PROBLEM STATEMENT »
Copy all the entries below, switching each "pixel coordinates" to "image coordinates" and leaving everything else unchanged.
#####
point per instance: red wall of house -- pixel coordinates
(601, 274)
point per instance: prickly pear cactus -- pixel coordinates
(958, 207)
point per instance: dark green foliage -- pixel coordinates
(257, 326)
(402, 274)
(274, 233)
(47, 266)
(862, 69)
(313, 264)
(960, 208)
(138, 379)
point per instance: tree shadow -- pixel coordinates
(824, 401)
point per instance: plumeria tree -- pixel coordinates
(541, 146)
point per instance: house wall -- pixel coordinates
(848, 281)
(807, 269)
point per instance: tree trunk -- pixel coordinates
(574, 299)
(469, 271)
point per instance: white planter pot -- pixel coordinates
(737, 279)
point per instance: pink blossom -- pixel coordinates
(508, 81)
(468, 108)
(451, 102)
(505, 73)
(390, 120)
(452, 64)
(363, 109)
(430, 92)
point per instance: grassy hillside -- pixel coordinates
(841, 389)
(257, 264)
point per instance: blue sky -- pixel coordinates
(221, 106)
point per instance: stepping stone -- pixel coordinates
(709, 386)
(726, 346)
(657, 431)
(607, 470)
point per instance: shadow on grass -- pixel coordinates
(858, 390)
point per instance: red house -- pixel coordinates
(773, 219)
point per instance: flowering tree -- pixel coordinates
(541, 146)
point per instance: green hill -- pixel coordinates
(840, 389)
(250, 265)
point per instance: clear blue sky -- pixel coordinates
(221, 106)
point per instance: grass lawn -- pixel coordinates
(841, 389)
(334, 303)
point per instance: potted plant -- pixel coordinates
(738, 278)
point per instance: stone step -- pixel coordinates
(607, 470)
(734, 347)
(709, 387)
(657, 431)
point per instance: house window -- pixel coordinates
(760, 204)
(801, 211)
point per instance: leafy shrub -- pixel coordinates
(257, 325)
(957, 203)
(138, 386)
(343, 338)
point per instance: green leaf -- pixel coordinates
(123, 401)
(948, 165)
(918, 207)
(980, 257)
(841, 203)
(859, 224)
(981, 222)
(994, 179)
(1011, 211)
#####
IN RESPONSE »
point per instance: red wall of house -- image coordinates
(601, 274)
point per instance: prickly pear cactus -- image coordinates
(958, 207)
point per instance: dark green foliage -- image coordinates
(257, 326)
(402, 274)
(274, 233)
(47, 266)
(862, 69)
(313, 264)
(960, 208)
(138, 379)
point per instance: tree shadow -- image coordinates
(824, 401)
point per instance: plumeria tree -- image coordinates
(541, 146)
point per instance: house wall -- image coordinates
(848, 281)
(807, 269)
point per instance: tree trunk -- image coordinates
(574, 299)
(469, 271)
point per instance: white planter pot -- image coordinates
(737, 279)
point per instance: pink blossom -- image coordinates
(508, 81)
(468, 108)
(451, 102)
(505, 73)
(390, 120)
(452, 64)
(363, 109)
(430, 92)
point per instance: grassy hillside -- image coordinates
(841, 389)
(257, 264)
point per instance: blue sky -- image coordinates
(221, 106)
point per instance: stepping stone -- image coordinates
(709, 386)
(726, 346)
(657, 431)
(607, 470)
point per instance: shadow on grass -- image coordinates
(858, 390)
point per instance: red house -- image coordinates
(773, 219)
point per instance: flowering tree -- image coordinates
(541, 146)
point per instance: green hill -- image coordinates
(840, 389)
(250, 265)
point per instance: clear blue sky -- image coordinates
(221, 106)
point per instance: grass lawn -- image coordinates
(841, 389)
(334, 303)
point per instance: potted plant -- image coordinates
(738, 278)
point per instance: stone step -- image coordinates
(607, 470)
(734, 347)
(709, 387)
(657, 431)
point per instance: house window -- image coordinates
(760, 204)
(801, 211)
point per instance: leafy shrub -- image coordinates
(257, 325)
(957, 203)
(138, 386)
(343, 338)
point per instance: green leaf -- image coordinates
(123, 401)
(948, 165)
(918, 207)
(980, 257)
(841, 203)
(859, 224)
(981, 222)
(994, 179)
(1011, 211)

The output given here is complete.